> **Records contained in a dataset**
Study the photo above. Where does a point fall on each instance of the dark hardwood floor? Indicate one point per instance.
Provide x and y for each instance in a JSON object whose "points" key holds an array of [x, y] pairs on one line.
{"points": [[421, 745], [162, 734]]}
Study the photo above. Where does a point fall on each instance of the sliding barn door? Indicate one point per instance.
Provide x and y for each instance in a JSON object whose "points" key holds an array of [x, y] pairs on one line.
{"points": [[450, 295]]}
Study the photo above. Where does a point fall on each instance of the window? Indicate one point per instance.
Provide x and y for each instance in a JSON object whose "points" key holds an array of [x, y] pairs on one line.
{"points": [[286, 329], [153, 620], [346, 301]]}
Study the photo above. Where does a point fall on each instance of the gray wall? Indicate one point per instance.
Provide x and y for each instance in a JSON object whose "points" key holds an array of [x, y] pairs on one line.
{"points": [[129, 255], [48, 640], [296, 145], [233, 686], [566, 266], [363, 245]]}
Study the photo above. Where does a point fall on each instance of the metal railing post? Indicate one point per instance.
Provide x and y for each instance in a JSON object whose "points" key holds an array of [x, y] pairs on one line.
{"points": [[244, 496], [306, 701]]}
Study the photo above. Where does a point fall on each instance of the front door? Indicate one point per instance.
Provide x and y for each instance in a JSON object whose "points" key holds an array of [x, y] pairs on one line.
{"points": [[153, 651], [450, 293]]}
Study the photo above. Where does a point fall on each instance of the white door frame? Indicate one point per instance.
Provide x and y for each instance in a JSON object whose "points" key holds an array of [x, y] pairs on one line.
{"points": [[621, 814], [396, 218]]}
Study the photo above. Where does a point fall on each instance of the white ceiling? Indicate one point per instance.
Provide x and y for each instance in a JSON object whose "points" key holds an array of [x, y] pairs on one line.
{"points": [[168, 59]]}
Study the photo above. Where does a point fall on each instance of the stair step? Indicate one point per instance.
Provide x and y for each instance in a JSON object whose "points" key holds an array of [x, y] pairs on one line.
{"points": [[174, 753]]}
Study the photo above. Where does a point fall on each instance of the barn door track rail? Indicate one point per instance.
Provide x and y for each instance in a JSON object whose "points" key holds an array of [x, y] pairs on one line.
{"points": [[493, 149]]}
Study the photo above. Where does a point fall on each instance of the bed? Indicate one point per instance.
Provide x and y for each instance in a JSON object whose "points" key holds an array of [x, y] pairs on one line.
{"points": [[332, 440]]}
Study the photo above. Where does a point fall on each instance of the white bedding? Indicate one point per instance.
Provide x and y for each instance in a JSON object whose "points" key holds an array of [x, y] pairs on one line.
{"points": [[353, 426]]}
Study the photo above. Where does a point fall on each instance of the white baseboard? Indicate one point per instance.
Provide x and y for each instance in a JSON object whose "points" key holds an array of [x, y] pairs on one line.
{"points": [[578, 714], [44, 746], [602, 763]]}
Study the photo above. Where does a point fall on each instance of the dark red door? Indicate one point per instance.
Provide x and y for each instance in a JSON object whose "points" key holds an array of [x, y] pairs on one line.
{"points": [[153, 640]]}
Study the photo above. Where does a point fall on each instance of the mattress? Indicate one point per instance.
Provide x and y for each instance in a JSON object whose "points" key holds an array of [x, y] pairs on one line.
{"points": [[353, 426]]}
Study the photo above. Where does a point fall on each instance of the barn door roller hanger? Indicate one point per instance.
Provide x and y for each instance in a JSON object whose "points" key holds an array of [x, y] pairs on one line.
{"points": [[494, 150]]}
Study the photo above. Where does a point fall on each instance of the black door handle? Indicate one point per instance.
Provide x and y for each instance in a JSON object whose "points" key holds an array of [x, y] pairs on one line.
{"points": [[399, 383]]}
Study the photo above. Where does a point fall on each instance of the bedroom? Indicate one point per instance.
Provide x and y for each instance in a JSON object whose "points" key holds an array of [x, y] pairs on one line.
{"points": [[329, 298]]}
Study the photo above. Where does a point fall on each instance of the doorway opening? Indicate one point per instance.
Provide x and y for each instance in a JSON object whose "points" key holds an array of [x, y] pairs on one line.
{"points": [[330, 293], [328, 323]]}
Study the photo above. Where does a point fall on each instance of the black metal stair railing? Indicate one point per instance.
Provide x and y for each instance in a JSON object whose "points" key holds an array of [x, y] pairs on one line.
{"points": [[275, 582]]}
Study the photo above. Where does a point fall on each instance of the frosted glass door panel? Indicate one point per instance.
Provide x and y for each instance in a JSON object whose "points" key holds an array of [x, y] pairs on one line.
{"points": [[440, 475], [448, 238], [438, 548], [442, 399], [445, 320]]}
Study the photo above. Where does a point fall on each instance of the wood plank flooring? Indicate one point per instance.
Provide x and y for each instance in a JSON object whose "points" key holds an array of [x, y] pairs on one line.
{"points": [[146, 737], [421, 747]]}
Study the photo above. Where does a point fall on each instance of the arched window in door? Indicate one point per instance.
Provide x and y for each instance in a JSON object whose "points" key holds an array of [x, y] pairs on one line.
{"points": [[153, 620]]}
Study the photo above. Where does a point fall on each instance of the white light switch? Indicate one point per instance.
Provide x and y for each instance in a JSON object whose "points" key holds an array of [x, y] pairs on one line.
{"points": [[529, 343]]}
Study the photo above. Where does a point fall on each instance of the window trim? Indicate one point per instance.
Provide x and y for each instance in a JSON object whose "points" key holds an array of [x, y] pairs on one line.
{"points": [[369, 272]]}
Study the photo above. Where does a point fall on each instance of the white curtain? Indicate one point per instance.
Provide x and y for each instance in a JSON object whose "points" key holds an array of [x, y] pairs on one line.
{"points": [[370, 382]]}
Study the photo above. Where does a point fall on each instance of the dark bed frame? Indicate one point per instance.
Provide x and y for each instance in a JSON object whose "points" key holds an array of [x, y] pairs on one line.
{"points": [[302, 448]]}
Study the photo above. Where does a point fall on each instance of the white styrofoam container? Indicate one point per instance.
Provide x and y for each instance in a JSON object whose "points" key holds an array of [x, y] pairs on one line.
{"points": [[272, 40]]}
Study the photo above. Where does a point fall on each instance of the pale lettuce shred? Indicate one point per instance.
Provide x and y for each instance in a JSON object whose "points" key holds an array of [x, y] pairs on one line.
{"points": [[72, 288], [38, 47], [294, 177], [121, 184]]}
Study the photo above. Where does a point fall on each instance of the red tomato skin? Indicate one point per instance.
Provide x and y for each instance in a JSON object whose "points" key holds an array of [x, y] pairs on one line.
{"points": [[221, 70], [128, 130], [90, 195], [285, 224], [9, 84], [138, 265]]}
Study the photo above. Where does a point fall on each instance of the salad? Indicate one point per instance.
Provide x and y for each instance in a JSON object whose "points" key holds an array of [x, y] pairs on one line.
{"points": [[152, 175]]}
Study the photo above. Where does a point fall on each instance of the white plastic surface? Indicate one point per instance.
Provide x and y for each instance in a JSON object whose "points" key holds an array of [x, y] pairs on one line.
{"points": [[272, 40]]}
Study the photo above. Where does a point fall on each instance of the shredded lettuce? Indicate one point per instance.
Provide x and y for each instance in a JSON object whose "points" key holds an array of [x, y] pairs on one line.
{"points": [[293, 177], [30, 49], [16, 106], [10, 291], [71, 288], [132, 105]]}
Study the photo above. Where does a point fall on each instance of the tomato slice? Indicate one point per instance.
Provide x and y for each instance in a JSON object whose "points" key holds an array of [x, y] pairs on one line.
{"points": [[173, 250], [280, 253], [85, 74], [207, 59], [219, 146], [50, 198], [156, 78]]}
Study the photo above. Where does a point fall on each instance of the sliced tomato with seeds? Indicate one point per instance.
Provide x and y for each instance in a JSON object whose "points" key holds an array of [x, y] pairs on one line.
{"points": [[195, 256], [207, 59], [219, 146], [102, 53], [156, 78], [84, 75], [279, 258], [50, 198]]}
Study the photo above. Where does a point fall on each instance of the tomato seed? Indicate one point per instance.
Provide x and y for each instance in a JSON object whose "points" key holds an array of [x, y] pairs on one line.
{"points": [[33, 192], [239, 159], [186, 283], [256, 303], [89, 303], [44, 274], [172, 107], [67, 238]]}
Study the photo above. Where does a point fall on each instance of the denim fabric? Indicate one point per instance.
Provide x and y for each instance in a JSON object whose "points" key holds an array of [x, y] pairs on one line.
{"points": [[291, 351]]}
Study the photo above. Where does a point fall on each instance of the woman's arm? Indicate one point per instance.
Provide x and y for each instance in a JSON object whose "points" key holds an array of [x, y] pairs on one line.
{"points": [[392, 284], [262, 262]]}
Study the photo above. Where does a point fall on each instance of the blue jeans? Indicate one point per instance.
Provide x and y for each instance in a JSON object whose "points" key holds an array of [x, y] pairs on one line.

> **The problem**
Your task is to transcribe the line containing "arm? Indicate one point per instance." and every line after it, through the last line of the data, exactly as written and with nothing more.

> **Answer to the problem**
Study the photo above. Where does a point fall on each instance of the woman's arm? Indicate one point per instance.
Provide x and y for each instance in a JSON object whose "points" key holds an array of [x, y] pairs on one line.
{"points": [[392, 284], [262, 262]]}
Study the photo above. Where does a point fall on each instance of the blue jeans? Indicate one point per instance.
Provide x and y for each instance in a JSON object whose "points" key holds an array of [x, y] pairs on one line.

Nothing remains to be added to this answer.